Return only the tail of the data below, word for word: the line with "of the moss" and each line after it through the final one.

[Stored entries]
•••••

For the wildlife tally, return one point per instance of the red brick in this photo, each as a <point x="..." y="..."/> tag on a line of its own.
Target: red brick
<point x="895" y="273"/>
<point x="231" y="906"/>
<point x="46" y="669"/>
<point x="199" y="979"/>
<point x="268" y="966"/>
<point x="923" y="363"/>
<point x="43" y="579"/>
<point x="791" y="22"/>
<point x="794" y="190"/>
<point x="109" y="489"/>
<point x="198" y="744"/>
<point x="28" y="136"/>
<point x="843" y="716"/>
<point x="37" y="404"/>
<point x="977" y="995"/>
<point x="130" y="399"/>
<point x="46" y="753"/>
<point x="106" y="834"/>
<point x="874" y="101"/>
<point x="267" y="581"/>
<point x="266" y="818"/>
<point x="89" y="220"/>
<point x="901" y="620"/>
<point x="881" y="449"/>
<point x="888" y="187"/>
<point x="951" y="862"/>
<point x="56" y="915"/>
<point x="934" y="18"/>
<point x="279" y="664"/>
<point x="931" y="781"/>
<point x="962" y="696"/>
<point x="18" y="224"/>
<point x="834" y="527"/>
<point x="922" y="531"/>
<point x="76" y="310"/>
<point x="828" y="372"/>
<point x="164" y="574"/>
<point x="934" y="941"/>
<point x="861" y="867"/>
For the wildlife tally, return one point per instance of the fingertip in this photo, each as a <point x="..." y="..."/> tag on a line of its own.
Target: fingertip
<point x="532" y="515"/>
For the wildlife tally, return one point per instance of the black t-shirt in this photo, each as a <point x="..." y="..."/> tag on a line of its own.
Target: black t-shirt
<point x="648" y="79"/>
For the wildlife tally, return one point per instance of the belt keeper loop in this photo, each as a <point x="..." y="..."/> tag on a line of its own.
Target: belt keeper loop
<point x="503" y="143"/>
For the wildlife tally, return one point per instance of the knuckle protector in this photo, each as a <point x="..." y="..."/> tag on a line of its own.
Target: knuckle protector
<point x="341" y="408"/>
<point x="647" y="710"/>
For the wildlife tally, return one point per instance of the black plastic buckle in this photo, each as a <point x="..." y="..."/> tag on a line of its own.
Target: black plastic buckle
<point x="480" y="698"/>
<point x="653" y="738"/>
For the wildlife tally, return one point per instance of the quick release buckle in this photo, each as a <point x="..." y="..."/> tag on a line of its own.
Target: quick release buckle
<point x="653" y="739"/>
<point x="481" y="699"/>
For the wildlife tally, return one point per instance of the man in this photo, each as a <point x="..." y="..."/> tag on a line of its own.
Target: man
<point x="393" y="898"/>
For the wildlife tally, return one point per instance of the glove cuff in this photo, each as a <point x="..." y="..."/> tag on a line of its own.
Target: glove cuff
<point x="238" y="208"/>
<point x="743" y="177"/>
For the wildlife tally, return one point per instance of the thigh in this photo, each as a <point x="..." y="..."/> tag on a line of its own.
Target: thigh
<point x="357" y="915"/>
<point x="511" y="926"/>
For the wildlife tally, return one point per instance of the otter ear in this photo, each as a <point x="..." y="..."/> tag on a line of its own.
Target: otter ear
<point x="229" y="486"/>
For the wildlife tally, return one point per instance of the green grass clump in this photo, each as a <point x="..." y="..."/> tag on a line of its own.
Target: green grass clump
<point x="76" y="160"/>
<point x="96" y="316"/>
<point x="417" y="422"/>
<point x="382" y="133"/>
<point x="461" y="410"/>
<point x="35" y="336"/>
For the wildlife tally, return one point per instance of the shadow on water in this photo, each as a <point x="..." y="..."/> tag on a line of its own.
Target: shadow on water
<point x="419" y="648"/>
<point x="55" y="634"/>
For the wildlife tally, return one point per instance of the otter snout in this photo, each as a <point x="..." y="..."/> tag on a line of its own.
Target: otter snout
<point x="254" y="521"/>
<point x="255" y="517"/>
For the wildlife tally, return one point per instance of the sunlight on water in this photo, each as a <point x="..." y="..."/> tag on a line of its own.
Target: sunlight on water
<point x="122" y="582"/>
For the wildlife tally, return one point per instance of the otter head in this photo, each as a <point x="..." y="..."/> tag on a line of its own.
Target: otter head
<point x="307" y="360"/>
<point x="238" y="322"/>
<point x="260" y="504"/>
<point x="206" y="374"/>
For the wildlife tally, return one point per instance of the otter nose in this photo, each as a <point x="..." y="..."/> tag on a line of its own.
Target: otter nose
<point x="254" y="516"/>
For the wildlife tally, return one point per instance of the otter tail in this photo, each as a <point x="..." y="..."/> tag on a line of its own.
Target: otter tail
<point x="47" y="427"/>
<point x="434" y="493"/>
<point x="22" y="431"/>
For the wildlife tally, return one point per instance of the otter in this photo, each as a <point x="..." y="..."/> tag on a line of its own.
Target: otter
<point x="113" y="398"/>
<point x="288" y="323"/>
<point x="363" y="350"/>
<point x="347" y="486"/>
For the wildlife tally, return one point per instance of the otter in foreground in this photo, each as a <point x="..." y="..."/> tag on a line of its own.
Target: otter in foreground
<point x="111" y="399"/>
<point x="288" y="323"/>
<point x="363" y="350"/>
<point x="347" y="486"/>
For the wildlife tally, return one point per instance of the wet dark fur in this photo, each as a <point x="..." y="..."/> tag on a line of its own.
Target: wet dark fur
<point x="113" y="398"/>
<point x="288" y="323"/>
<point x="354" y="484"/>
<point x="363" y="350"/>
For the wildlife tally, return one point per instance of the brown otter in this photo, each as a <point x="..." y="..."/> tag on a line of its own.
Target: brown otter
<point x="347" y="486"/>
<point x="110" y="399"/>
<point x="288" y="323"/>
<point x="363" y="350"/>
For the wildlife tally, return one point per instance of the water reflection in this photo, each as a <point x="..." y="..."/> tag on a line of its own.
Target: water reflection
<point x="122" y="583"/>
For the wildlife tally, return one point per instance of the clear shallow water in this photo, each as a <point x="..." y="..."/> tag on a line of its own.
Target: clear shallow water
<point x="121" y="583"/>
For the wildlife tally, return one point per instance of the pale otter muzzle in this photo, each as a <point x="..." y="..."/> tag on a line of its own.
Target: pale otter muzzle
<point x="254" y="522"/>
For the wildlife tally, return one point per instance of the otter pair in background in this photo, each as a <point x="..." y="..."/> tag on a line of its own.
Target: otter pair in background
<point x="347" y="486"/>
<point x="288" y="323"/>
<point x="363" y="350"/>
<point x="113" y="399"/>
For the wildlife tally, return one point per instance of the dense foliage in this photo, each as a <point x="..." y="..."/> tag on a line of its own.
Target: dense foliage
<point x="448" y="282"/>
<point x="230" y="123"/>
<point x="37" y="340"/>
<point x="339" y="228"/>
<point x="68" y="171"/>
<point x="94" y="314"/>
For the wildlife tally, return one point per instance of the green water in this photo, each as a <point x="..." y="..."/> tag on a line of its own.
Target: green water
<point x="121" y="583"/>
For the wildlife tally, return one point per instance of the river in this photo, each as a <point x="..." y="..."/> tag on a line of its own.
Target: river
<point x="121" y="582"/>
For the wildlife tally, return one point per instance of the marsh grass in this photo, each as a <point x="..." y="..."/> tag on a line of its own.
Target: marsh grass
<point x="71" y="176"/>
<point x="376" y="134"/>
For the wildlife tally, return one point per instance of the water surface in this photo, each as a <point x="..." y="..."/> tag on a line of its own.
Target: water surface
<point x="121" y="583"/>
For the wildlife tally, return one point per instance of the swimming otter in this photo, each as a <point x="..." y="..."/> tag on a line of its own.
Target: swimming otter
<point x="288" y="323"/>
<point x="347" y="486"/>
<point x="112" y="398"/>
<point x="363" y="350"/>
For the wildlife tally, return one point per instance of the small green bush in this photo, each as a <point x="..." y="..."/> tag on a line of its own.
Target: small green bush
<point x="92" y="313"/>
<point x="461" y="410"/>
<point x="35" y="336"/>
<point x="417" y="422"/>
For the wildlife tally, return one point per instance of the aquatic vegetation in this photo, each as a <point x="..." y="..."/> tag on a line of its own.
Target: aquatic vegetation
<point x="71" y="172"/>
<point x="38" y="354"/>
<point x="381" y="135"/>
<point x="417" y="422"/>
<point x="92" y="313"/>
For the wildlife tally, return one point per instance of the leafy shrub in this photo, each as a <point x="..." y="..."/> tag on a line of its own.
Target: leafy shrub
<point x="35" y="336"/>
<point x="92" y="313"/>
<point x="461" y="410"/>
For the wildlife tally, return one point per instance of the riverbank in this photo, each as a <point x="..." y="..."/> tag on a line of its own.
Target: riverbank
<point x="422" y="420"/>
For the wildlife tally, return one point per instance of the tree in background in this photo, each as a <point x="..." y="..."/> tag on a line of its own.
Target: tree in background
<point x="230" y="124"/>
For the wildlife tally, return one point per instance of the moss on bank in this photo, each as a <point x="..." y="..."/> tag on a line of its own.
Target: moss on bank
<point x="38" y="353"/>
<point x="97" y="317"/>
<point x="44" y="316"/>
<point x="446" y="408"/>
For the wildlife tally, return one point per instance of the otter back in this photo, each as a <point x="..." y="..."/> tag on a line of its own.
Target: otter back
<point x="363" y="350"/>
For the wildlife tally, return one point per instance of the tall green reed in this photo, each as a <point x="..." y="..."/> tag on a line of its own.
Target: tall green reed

•••••

- Answer for the task -
For the wildlife tally, return one point per instance of the moss on bank in this photo, each as a <point x="..." y="..."/> tag on a line of its own.
Target: moss on bank
<point x="38" y="353"/>
<point x="97" y="317"/>
<point x="44" y="316"/>
<point x="446" y="408"/>
For the wildlife tally, return one point per instance of the otter back in this photo, each as a <point x="..." y="..."/> tag on a line of its own.
Target: otter back
<point x="363" y="350"/>
For the wildlife tally, return one point per instance of the tall green reed in this photo, each as a <point x="..." y="..."/> tag on a line of its own.
Target: tall green reed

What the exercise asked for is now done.